··· Data for the task ···
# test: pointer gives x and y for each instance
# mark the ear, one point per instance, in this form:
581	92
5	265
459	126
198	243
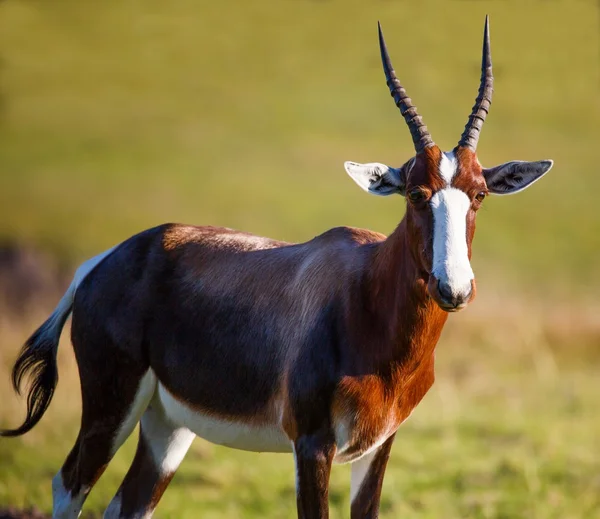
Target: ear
379	179
514	176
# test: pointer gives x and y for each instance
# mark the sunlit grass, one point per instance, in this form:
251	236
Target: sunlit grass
119	115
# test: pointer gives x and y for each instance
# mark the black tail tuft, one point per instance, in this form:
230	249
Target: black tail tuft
37	360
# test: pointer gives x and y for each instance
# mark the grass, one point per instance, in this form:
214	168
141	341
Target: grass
509	430
119	115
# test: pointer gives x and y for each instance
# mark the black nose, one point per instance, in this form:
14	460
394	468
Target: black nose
449	297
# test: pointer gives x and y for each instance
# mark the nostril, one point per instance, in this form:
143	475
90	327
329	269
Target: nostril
445	292
468	293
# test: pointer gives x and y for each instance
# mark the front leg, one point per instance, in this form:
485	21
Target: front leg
366	482
313	455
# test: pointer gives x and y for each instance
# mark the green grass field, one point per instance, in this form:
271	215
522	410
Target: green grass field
119	115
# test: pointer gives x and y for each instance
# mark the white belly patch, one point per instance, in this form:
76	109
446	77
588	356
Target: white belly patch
235	434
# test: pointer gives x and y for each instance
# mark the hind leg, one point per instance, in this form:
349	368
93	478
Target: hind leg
112	406
161	448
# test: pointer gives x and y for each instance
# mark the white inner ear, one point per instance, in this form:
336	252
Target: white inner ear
366	174
450	252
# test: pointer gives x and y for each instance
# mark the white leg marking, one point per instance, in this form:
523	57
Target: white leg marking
360	469
168	443
450	253
142	398
64	505
448	166
114	508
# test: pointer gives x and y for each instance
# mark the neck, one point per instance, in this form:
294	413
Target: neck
399	301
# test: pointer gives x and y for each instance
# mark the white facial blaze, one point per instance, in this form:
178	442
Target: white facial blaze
451	264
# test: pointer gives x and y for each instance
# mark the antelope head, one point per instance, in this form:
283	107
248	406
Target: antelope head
444	190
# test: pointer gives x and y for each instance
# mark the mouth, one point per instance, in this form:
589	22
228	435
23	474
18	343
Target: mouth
450	308
447	302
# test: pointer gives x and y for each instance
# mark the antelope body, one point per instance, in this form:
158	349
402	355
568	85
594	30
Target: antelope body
321	349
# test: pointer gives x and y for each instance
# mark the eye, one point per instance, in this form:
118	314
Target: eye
416	195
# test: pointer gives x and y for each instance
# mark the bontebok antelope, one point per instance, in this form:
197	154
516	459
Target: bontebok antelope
321	348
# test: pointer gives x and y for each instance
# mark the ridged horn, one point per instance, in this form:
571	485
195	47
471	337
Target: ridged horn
418	130
470	136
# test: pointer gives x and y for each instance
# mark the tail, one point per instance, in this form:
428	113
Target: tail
37	359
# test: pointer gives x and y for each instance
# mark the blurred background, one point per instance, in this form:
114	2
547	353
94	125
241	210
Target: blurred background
116	116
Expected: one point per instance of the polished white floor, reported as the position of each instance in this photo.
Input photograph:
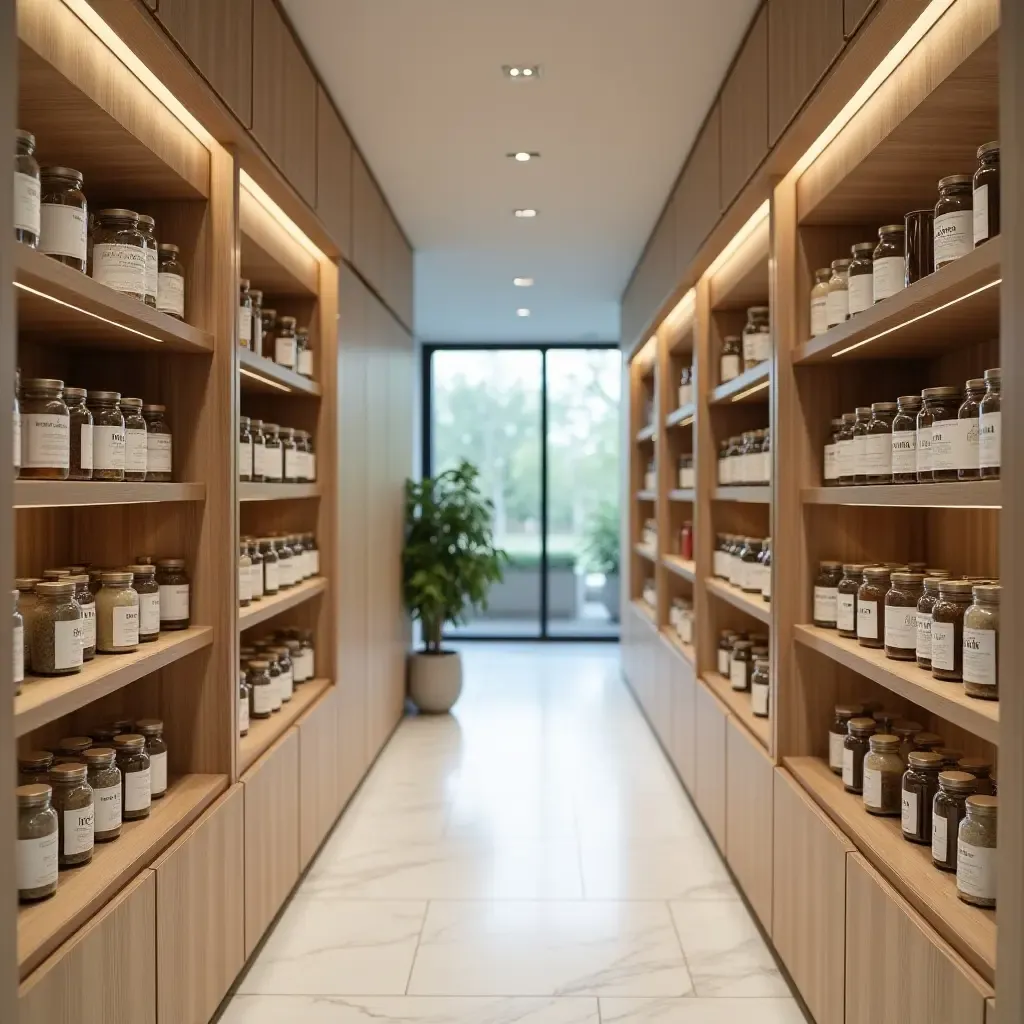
(531, 859)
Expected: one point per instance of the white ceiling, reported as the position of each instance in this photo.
(625, 86)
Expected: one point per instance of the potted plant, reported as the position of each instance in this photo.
(449, 563)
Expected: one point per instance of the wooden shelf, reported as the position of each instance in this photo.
(969, 494)
(276, 492)
(749, 387)
(738, 701)
(933, 315)
(907, 866)
(948, 700)
(59, 305)
(71, 494)
(752, 604)
(82, 891)
(264, 732)
(680, 566)
(45, 698)
(258, 374)
(267, 607)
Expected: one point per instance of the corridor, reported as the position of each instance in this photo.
(530, 859)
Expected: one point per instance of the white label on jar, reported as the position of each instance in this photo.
(171, 294)
(136, 451)
(120, 266)
(901, 628)
(904, 452)
(976, 870)
(68, 644)
(173, 602)
(36, 861)
(888, 276)
(79, 829)
(953, 236)
(158, 453)
(980, 214)
(138, 795)
(861, 293)
(62, 230)
(45, 441)
(27, 203)
(108, 804)
(825, 599)
(125, 626)
(867, 620)
(943, 653)
(979, 656)
(109, 448)
(988, 440)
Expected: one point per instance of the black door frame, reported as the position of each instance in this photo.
(426, 436)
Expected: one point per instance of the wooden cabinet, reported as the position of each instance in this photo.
(218, 40)
(804, 38)
(749, 776)
(809, 899)
(201, 914)
(898, 971)
(744, 112)
(284, 99)
(103, 974)
(271, 835)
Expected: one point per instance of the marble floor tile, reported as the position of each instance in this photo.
(549, 948)
(333, 947)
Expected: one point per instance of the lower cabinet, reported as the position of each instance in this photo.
(201, 914)
(749, 838)
(898, 970)
(271, 834)
(107, 972)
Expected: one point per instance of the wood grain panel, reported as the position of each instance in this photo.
(107, 972)
(898, 971)
(201, 914)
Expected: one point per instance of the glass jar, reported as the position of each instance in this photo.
(104, 777)
(901, 615)
(948, 810)
(64, 219)
(947, 629)
(175, 587)
(76, 813)
(981, 643)
(136, 797)
(45, 430)
(953, 224)
(109, 437)
(921, 783)
(860, 288)
(985, 199)
(883, 776)
(119, 252)
(838, 300)
(170, 281)
(870, 598)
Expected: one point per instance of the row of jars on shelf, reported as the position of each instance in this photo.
(117, 247)
(68, 433)
(948, 626)
(81, 794)
(942, 799)
(966, 215)
(941, 435)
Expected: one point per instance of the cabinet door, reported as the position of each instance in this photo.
(898, 970)
(201, 914)
(107, 972)
(271, 834)
(809, 899)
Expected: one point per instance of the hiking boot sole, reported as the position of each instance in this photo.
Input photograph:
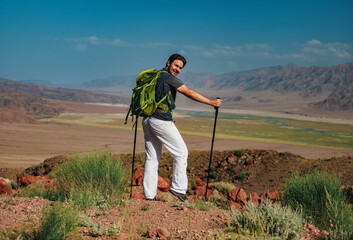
(181, 196)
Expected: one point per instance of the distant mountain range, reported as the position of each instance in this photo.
(74, 95)
(333, 86)
(335, 82)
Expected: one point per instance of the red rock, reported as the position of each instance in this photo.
(199, 182)
(137, 178)
(27, 180)
(162, 233)
(262, 196)
(4, 189)
(149, 234)
(238, 195)
(235, 205)
(163, 184)
(138, 195)
(313, 233)
(255, 198)
(201, 191)
(273, 195)
(5, 181)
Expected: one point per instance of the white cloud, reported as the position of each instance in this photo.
(316, 49)
(314, 42)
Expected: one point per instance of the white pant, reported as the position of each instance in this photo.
(158, 133)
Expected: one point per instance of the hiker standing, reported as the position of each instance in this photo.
(160, 130)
···
Your objective.
Repeat the entries exactly. Any picture is to be left out.

The answer.
# test: pointer gives x and y for each instance
# mark the ear, one point per instance, in this form:
581	92
5	265
459	126
198	243
Target: ear
379	179
514	176
# test: pointer gives x and y for each instance
# mark the sunlit grass, one point per instance, in this form:
251	236
Target: sunlit grass
119	115
# test: pointer gives x and y for each instance
# mark the black tail tuft, one point per instance, in this form:
230	249
Target: black tail tuft
37	360
# test: pointer gives x and y for each instance
# mark the grass, one point per instance, in this form:
214	168
141	341
Target: grass
509	430
119	115
# test: pointer gives x and y for each instance
# mark the black nose, one point per instance, in this form:
14	460
394	468
Target: black nose
449	297
# test: pointer gives x and y for each instance
# mark the nostril, one point per instance, in this form:
143	475
90	327
329	269
Target: nostril
445	292
468	293
# test: pointer gives x and y for each instance
# mark the front leg, one point per instance, in this form:
485	21
Target: front leg
366	482
313	455
# test: pointer gives x and y for each instance
# mark the green grass field, one point per instance, in this form:
271	215
522	410
Target: green grass field
119	115
# test: pointer gives x and y for each instance
# mark the white belly patch, one point per instance, in this form:
76	109
446	77
588	356
Target: white belly patch
235	434
# test: pointer gives x and y for each instance
# mark the hind leg, one point per instance, in this form:
349	368
93	478
Target: hind leg
112	406
161	448
# test: pointer gives x and y for each instance
# mark the white inner ear, one point per instance, in this form:
336	252
Target: white inner ear
366	174
450	252
# test: pointer gives x and y for each instance
# mark the white leg marking, one point per instance, in this form:
523	57
Target: white leg marking
360	469
168	443
450	253
142	398
64	505
448	166
114	508
# test: pointer gives x and y for each instance
# mark the neck, one point per instance, in this form:
294	413
Target: neck
399	301
# test: pointer gives x and y for each instance
# mark the white facial blaze, one point per instance, in this form:
178	442
Target: white facial blaze
451	264
# test: pointer gives x and y for each instance
# mark the antelope head, one point per instance, in this form:
283	107
248	406
Target: antelope head
444	190
# test: pointer gives x and y for each instance
# mark the mouth, one point per instance, in this form:
589	22
228	435
23	474
18	343
Target: mouth
450	308
447	302
# test: pointer gives x and y for each instance
# mark the antelope body, one point per instance, in this form:
158	349
402	355
568	85
594	30
Target: antelope body
321	349
# test: pointer gives x and y for each instance
# mark the eye, one point per instance, in this form:
118	314
Target: eye
416	195
# test: pointer gives x and y for each instance
# mark the bontebok antelope, one point per instance, in this form:
197	154
516	459
Target: bontebok antelope
321	348
# test: pointer gives x and y for each instance
# mark the ridged horn, one point per instance, in this form:
571	485
195	47
471	337
Target: ridged horn
418	130
470	136
# test: pointer gives x and y for each instance
# mark the tail, one point per instance, in this form:
428	113
Target: tail
37	359
# test: pointer gives x and y for each instance
# mark the blurred background, one point per instance, in this form:
114	2
547	353
94	125
241	210
Target: blurred background
116	116
Expected: one point per instance of the polished white floor, reported as the position of each instance in this photo.
Input photograph:
(531, 859)
Expected: one point per instance of the white ceiling, reported as the position of each instance in this photo.
(625, 86)
Expected: one point per instance of the potted plant, reported as the position of each instance in this photo.
(449, 563)
Expected: one point per instance of the wooden shelf, reported as the position of each instance in this photo.
(969, 494)
(276, 492)
(749, 387)
(738, 701)
(933, 315)
(907, 866)
(948, 700)
(59, 305)
(71, 494)
(752, 604)
(82, 891)
(264, 732)
(680, 566)
(45, 698)
(258, 374)
(267, 607)
Expected: one point per instance of the corridor, reported as the position of each instance in this photo.
(530, 859)
Expected: one point per instance of the white label on jar, reported as the position of each instance in this photo.
(171, 294)
(136, 451)
(120, 266)
(901, 628)
(904, 452)
(976, 870)
(68, 644)
(173, 602)
(36, 861)
(888, 276)
(79, 829)
(953, 236)
(158, 453)
(980, 214)
(138, 795)
(861, 293)
(62, 230)
(45, 441)
(27, 203)
(108, 804)
(825, 599)
(125, 626)
(867, 620)
(943, 653)
(979, 656)
(109, 448)
(988, 440)
Expected: one point per instance of the black door frame, reported as the position of each instance in this photo.
(426, 436)
Expected: one point per instance of the wooden cabinet, reported as the position of each instance in this photo.
(218, 40)
(804, 38)
(749, 776)
(809, 899)
(201, 914)
(898, 971)
(744, 112)
(284, 99)
(103, 974)
(271, 835)
Expected: one point per instance of the marble floor tile, reported as the position of each instance in this photo.
(549, 948)
(333, 947)
Expected: one point per instance of the lower cabinet, reported as the position of each instance in this photo.
(201, 914)
(749, 838)
(898, 970)
(271, 834)
(107, 972)
Expected: one point per instance of the wood grain panel, reported as the position of each instance in this photo.
(107, 972)
(898, 971)
(201, 914)
Expected: one point per instance of the glass jar, reported as the position of each instance in this photo.
(104, 777)
(901, 615)
(948, 810)
(64, 219)
(947, 629)
(175, 587)
(76, 813)
(981, 643)
(136, 797)
(45, 430)
(953, 224)
(109, 437)
(921, 783)
(860, 288)
(985, 199)
(883, 776)
(119, 252)
(838, 300)
(170, 281)
(870, 598)
Expected: one point per instance of the row of jars on shelf, reported as the position of each instance in this photo.
(117, 247)
(68, 433)
(948, 626)
(81, 794)
(942, 799)
(966, 215)
(941, 435)
Expected: one point per instance of the cabinet door, reported as the position of each instance in this photo.
(898, 970)
(201, 914)
(107, 972)
(271, 834)
(809, 899)
Expected: one point per instance of the hiking boot sole, reported as the position of each instance in this photo.
Input photograph:
(181, 196)
Expected: one point per instance of the distant mountain range, reported as the position of each instance in this photo.
(74, 95)
(333, 86)
(335, 82)
Expected: one point per instance of the red rock, reported as the position of each instance in this photo.
(199, 182)
(137, 178)
(27, 180)
(162, 233)
(262, 196)
(4, 189)
(149, 234)
(238, 195)
(235, 205)
(163, 184)
(138, 195)
(313, 233)
(255, 198)
(201, 191)
(273, 195)
(5, 181)
Expected: one point per instance of the white cloud, reported as the position of each instance in this photo.
(316, 49)
(314, 42)
Expected: one point per instance of the white pant, reported as the position of each instance in this photo.
(158, 133)
Expected: one point per instance of the hiker standing, reported as the position of each instance in this photo.
(160, 130)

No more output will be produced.